- [What needs to be done] Send each entry back exactly as given, pictures excluded.

** start Material provided **

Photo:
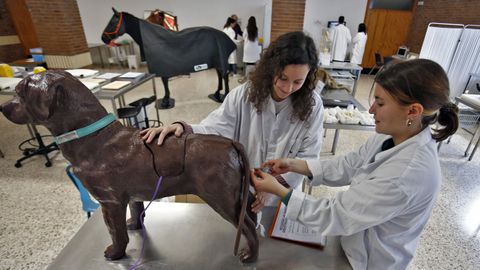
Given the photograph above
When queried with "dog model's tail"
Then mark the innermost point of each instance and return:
(245, 193)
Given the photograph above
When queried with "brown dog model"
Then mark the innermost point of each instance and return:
(117, 167)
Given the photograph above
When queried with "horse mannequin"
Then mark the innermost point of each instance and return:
(170, 53)
(168, 21)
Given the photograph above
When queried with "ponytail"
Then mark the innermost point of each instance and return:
(448, 119)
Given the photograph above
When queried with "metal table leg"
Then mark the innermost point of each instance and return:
(476, 144)
(155, 93)
(335, 141)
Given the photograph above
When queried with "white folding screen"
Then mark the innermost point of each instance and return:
(465, 61)
(440, 43)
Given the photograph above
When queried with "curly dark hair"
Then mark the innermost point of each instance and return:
(294, 48)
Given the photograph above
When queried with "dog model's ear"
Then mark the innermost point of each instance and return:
(43, 101)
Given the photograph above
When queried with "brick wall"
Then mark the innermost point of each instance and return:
(58, 26)
(287, 16)
(442, 11)
(10, 52)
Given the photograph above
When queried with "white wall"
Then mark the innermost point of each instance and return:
(319, 12)
(96, 14)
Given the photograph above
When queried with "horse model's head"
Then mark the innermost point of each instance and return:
(114, 28)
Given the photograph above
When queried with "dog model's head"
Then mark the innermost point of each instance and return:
(46, 95)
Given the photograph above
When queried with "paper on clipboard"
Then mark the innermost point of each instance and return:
(116, 85)
(131, 75)
(290, 230)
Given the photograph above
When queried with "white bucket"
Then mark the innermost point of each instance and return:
(132, 61)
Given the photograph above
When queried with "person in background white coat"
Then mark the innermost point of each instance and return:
(232, 58)
(341, 39)
(359, 42)
(275, 114)
(394, 177)
(251, 49)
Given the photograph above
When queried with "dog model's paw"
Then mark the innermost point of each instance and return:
(246, 256)
(112, 253)
(133, 224)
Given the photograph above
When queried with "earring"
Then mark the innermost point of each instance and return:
(409, 122)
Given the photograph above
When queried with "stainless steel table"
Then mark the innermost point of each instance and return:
(114, 95)
(343, 95)
(354, 69)
(191, 236)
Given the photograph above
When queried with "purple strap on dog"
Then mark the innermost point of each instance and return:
(137, 263)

** end Material provided **

- [Task result]
Photo:
Given the photograph above
When queried with "dog model's tail"
Then mark the innermost point of each instance and return:
(245, 193)
Given the photograph above
When queried with "brown dog model"
Then mark the innermost point of each instance and return:
(117, 167)
Given the photograph above
When queried with "horse mannequin"
Then mark the innermost point of each instance and return:
(170, 53)
(168, 21)
Given the photograph above
When queried with "ponytail"
Then mark the innermost point of each instance and return:
(448, 119)
Given the photograph above
When queried with "metal table leg"
Then mark the innermost point of each instance and return:
(476, 144)
(155, 93)
(335, 141)
Given the photograph above
When queried with "white folding screen"
Then mark the innermost point of each instance and return:
(465, 61)
(440, 43)
Given the photograph above
When queried with "curly dark hair"
Then mark the innermost point of each instance and return:
(294, 48)
Given the photograph above
When queried with "dog model's ear"
Then mark the innermost point of each instance and return:
(43, 101)
Given the photograph above
When queried with "brick wall"
Then mark the innermost point of each instance and return:
(58, 26)
(287, 16)
(442, 11)
(10, 52)
Given the photograph above
When queried with "white wall"
Then mark the innermost point of each instance and return:
(319, 12)
(96, 14)
Given the photograph above
When queried with "horse model's head"
Then mark the innermost point of each instance and return:
(114, 28)
Given the photograph above
When queried with "dog model's head"
Then mark the innermost point of each instance and return:
(46, 95)
Given the photograph above
When queried with "paper on clipboard"
Then mark the innermost point of each instance and return:
(116, 85)
(131, 75)
(290, 230)
Given the photograph above
When queried with "white bucket"
Then mark the innermost point of each instance and return:
(132, 61)
Given the photograph above
When queried with "person in background white coat"
Then mark the innermost point of each instance and return:
(232, 58)
(341, 39)
(359, 42)
(275, 114)
(394, 177)
(251, 49)
Given the photograph above
When queried with "dog model's paw"
Then mark the innermost point of each instance and return:
(246, 256)
(112, 253)
(133, 224)
Given the photograph above
When queried with "earring"
Then mark the innermost point of each instance and return:
(409, 122)
Given the photograph above
When queried with "stainless steel table"
Then mark the innermost point of each instance and return:
(114, 95)
(343, 95)
(354, 69)
(191, 236)
Given the photograph above
When queried with "purple strap on dog"
Then mark the innermost point of each instance and return:
(137, 263)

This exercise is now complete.